--- Extract ---
* * *
- Occupations: Actress, singer
- Years active: 1990s–present

= Meghan Andrews =

American actress and singer

Meghan Andrews is an American actress and singer.

==Career==
Andrews began her career as a child actor, appearing in the television series The Baby-Sitters Club, which aired on HBO. She also appeared in other television programming during the early 1990s.

She later established a stage career, appearing in Broadway, Off-Broadway, regional, and touring productions. Her theater credits include productions such as The Trip to Bountiful, King Charles III, King Lear, and The Spitfire Grill, which were reviewed in regional and national publications.
* * *
Excerpts from a detection dataset
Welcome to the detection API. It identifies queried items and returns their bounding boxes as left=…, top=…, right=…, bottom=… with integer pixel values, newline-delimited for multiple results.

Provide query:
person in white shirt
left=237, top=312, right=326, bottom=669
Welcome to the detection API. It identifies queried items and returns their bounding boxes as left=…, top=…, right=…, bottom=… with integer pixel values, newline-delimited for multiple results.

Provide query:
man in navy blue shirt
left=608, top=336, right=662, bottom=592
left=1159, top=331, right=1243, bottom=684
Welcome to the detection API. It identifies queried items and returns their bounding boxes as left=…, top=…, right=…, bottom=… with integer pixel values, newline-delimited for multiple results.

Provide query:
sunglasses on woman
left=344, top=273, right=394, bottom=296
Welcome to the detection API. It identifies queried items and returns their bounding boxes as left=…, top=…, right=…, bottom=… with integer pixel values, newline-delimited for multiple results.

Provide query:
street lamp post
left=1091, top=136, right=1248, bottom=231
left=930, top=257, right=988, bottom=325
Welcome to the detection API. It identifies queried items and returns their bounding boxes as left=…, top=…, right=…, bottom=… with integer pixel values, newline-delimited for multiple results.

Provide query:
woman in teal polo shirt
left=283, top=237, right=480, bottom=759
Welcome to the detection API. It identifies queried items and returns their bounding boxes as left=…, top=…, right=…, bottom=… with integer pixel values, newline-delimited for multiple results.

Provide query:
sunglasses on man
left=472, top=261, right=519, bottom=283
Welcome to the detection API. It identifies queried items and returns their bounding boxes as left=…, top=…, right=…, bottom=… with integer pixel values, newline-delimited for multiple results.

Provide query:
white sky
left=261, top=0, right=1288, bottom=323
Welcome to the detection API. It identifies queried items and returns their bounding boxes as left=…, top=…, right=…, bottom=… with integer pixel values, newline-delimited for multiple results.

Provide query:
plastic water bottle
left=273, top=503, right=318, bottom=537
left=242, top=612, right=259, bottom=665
* * *
--- Task instructions ---
1/ Which network aired The Baby-Sitters Club, according to the Meghan Andrews biography?
2/ Retype the passage of the Meghan Andrews biography between "- Occupations: Actress, singer" and "and national publications.", inclusive.
3/ Summarize the Meghan Andrews biography in two sentences.

--- Set of answers ---
1/ HBO

2/
- Occupations: Actress, singer
- Years active: 1990s–present

= Meghan Andrews =

American actress and singer

Meghan Andrews is an American actress and singer.

==Career==
Andrews began her career as a child actor, appearing in the television series The Baby-Sitters Club, which aired on HBO. She also appeared in other television programming during the early 1990s.

She later established a stage career, appearing in Broadway, Off-Broadway, regional, and touring productions. Her theater credits include productions such as The Trip to Bountiful, King Charles III, King Lear, and The Spitfire Grill, which were reviewed in regional and national publications.

3/ Meghan Andrews is an American actress and singer who began her career as a child actor in the HBO television series The Baby-Sitters Club. She later built a stage career in Broadway, Off-Broadway, regional, and touring productions, with credits including The Trip to Bountiful, King Charles III, King Lear, and The Spitfire Grill.